*EXTRACTED RECORDS:*
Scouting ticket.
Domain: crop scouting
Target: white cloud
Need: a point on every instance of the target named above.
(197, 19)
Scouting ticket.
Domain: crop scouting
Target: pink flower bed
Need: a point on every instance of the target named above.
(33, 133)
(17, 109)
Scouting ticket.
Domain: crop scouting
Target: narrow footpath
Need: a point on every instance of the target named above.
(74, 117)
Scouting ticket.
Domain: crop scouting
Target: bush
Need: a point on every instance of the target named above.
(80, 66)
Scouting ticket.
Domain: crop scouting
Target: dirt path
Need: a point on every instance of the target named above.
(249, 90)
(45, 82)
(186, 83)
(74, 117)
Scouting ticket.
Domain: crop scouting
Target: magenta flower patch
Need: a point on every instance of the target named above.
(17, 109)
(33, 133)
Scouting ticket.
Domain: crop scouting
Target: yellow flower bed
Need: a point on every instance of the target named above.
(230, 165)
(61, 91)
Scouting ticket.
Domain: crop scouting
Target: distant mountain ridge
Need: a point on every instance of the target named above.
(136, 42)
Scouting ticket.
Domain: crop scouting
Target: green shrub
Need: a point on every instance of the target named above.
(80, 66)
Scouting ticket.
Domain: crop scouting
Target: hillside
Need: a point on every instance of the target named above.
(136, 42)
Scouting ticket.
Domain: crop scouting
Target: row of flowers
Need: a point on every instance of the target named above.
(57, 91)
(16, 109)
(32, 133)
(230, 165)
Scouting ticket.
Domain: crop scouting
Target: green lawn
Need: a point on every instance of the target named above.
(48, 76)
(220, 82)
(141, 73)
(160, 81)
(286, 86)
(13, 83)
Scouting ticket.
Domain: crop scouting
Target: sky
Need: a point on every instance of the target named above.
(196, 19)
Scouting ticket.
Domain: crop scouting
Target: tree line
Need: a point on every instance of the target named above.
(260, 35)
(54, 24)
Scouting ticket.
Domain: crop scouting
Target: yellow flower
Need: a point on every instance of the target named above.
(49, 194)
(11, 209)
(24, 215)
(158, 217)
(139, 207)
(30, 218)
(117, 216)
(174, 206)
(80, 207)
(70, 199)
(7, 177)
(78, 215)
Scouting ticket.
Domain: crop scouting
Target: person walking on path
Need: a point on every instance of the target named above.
* * *
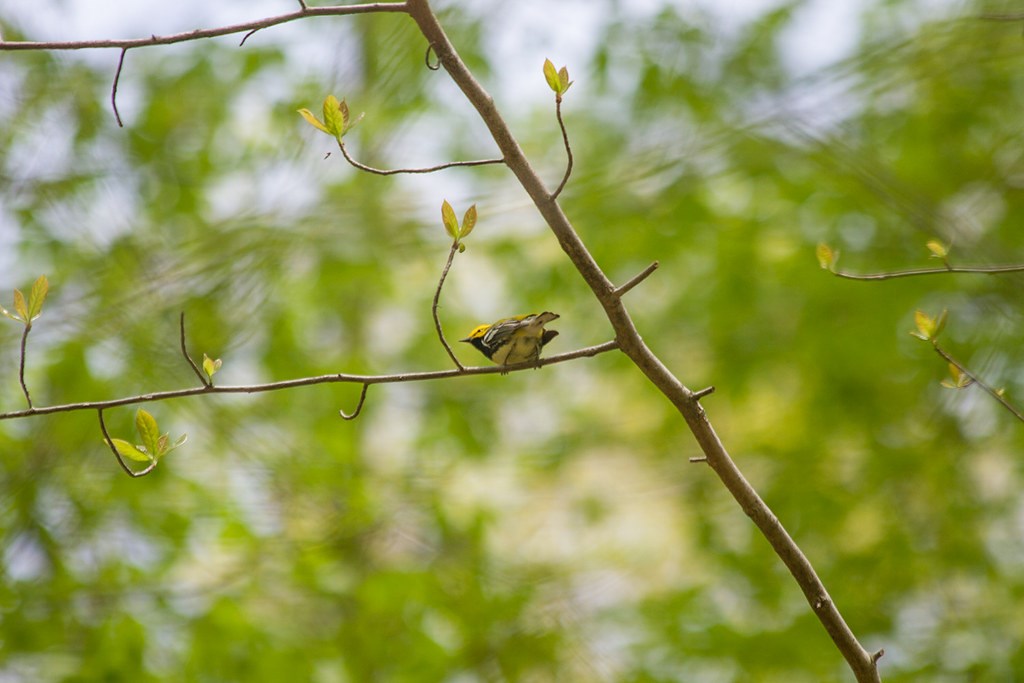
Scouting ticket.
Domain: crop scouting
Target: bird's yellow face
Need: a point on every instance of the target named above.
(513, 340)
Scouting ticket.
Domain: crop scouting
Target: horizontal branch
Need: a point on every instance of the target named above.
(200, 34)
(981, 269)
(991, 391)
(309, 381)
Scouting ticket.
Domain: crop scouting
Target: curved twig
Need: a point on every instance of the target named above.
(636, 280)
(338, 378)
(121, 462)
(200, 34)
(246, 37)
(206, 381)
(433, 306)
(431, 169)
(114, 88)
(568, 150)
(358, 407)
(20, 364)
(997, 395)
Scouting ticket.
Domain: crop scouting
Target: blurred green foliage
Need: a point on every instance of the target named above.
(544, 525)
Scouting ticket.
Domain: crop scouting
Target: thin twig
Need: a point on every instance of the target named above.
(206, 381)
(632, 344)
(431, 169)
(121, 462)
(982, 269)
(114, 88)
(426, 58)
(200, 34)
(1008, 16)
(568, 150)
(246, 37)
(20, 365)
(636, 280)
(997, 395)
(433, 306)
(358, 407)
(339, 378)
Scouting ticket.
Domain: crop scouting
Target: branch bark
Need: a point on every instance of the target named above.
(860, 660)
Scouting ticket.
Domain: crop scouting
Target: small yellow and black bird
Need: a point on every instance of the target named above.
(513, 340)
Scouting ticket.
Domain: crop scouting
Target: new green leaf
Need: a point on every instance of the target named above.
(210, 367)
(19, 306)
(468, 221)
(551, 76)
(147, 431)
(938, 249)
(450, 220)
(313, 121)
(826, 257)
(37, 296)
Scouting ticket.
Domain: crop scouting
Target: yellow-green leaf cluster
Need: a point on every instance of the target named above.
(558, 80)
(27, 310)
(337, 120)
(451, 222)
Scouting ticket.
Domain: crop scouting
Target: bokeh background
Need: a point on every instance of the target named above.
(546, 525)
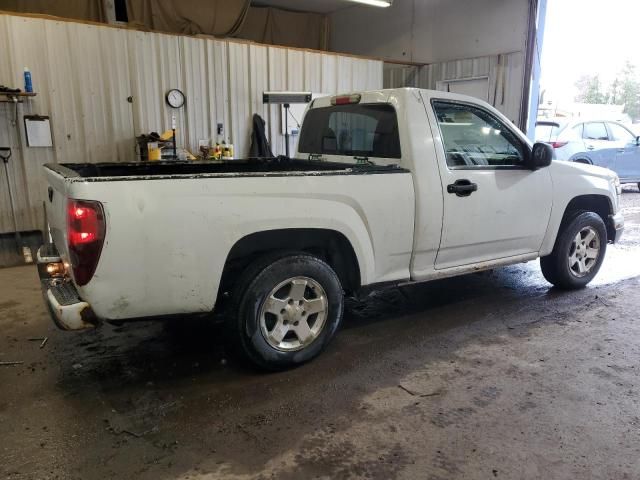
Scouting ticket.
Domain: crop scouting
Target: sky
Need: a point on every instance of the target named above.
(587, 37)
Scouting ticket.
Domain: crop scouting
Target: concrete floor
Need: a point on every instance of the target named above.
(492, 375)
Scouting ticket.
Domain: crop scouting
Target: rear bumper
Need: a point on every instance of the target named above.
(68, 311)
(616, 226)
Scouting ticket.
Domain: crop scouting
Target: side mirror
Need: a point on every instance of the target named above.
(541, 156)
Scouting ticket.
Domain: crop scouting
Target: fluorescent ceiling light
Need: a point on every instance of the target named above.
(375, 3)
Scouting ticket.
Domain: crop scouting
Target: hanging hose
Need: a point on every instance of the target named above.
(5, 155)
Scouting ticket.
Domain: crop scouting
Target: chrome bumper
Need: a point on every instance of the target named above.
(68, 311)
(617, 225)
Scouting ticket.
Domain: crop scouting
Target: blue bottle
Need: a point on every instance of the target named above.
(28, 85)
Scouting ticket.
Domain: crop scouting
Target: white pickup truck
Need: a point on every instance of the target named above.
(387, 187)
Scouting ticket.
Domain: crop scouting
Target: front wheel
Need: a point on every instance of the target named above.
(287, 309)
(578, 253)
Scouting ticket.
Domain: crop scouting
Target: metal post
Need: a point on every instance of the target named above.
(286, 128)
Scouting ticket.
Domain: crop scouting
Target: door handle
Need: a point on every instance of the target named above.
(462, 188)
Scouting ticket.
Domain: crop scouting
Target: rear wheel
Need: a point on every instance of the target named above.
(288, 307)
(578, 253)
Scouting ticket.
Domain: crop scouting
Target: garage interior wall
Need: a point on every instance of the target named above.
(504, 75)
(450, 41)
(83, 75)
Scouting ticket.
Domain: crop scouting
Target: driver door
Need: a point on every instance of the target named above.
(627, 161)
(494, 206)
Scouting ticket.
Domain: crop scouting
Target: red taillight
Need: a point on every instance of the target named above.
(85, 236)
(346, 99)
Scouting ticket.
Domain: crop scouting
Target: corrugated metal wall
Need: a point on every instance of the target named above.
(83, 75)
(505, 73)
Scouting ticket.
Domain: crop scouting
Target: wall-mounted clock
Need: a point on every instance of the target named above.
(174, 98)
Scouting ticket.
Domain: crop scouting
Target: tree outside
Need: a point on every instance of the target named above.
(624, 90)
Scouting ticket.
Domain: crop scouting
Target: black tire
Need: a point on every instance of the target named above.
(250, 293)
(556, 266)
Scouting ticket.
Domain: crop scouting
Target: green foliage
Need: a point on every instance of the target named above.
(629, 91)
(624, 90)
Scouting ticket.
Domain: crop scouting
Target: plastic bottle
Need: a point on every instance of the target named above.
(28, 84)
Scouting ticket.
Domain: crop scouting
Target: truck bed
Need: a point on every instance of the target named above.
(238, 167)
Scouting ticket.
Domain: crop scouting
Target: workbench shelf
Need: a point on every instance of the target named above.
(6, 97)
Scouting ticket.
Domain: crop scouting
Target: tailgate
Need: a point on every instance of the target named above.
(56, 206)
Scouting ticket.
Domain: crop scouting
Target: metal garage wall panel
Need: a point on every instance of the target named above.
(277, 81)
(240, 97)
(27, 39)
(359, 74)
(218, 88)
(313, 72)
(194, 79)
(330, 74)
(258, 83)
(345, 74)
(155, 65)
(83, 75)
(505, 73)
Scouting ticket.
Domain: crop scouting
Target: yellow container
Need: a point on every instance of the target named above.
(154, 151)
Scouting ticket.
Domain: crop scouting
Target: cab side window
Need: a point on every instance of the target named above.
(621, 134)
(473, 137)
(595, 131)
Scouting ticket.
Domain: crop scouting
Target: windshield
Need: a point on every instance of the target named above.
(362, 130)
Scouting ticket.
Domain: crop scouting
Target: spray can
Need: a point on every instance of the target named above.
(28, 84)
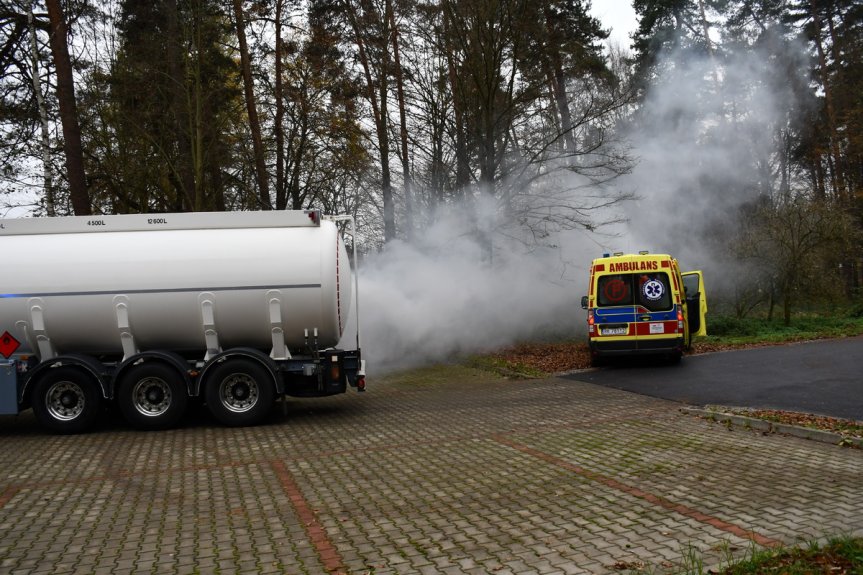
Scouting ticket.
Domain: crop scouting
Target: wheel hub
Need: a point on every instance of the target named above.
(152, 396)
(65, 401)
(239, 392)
* * *
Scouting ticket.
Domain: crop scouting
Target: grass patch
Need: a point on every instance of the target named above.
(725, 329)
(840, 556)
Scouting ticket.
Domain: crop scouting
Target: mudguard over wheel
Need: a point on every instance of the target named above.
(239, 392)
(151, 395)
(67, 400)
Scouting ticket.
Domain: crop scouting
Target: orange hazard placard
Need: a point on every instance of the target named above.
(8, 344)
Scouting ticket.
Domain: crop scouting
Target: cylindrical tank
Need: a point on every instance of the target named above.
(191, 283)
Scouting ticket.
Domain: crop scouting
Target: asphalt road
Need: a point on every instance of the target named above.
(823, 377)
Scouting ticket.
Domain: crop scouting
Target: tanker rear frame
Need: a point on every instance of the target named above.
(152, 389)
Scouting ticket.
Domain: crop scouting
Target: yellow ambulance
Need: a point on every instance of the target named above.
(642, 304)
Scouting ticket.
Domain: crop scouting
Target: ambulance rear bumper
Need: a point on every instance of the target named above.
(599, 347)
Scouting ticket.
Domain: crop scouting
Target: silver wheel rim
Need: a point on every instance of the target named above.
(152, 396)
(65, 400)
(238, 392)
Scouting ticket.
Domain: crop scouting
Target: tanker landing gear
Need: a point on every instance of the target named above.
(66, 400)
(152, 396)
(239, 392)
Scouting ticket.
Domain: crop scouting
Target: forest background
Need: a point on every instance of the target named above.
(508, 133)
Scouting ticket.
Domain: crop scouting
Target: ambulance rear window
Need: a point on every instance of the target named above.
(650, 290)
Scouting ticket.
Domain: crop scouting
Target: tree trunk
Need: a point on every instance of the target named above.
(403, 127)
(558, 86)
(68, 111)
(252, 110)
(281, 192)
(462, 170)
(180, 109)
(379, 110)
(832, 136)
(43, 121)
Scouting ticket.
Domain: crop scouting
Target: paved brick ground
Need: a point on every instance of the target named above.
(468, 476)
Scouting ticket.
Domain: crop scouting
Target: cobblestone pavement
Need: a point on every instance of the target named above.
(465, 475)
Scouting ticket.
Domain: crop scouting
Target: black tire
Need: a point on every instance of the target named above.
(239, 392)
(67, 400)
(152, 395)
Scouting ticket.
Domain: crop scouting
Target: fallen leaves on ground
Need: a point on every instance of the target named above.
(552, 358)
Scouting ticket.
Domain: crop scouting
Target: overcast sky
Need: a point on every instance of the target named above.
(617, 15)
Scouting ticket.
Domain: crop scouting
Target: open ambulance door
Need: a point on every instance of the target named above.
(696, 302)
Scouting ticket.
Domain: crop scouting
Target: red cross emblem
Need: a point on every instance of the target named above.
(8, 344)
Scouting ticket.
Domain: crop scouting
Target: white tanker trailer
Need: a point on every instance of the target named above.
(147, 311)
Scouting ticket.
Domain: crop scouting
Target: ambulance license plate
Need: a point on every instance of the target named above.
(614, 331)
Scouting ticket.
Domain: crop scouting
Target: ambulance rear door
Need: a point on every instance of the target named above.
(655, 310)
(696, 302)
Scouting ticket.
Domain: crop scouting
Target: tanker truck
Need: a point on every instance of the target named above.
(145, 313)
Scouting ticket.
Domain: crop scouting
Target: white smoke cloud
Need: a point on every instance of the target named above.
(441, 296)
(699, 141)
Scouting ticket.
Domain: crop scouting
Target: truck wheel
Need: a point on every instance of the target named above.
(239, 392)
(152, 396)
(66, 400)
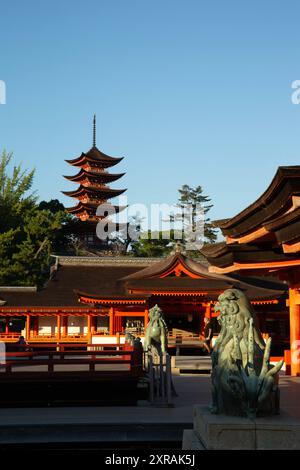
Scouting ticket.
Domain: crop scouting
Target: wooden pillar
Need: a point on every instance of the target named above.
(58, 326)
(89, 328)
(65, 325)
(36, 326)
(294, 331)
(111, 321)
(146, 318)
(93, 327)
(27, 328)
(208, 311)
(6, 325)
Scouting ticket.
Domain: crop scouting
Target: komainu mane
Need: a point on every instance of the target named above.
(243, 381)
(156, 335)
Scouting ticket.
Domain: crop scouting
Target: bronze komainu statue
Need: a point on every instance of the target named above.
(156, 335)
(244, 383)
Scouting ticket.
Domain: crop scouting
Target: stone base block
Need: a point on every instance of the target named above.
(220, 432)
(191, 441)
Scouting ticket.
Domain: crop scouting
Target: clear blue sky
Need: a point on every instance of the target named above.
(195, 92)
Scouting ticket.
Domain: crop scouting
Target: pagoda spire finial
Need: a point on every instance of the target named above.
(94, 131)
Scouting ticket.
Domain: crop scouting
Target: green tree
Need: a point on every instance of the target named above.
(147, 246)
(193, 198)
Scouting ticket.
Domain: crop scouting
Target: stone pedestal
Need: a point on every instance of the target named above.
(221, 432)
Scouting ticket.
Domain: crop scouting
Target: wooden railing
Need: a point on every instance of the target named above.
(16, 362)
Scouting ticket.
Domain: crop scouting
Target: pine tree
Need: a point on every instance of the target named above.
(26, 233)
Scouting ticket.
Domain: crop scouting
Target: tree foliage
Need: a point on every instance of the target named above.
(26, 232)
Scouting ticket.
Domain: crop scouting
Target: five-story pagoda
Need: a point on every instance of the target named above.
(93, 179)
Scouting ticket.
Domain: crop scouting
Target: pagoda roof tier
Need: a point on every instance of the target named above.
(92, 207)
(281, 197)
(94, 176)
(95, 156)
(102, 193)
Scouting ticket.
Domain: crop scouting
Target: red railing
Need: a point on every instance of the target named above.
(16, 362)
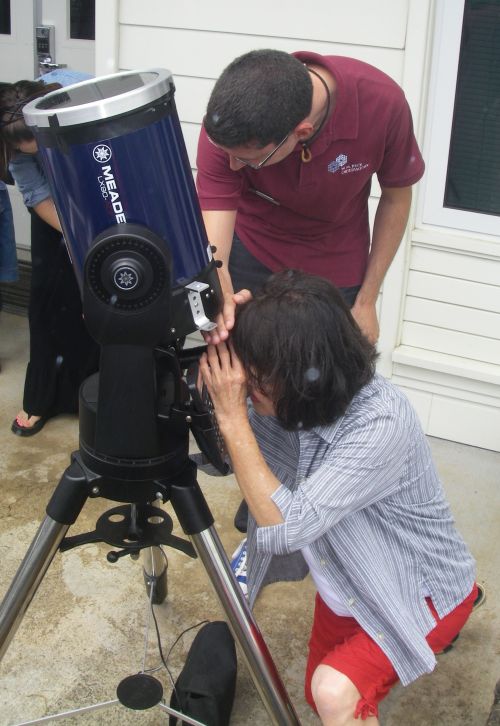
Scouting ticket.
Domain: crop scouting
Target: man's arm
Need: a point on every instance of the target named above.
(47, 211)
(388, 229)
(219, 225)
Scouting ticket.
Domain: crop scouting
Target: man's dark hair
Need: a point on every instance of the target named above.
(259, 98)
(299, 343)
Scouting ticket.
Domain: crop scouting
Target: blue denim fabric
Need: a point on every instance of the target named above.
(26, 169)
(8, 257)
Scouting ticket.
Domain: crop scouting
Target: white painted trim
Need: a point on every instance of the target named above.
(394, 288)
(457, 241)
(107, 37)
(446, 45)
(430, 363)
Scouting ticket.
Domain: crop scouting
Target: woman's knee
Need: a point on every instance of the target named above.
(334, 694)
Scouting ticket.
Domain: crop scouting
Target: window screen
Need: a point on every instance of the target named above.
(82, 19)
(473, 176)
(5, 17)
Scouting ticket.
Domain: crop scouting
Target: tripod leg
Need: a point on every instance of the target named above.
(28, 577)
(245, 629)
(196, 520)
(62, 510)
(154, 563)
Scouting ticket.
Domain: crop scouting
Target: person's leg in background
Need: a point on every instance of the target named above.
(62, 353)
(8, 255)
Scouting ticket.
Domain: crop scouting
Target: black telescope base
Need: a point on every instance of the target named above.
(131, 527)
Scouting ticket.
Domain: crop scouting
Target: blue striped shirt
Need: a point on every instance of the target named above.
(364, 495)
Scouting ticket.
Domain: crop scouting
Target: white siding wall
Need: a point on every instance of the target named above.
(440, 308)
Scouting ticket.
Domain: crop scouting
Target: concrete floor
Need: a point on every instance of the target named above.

*ASSIGNMENT:* State how many lines of the records above contain the word "truck", giving only that number.

*FINISHED TASK:* 4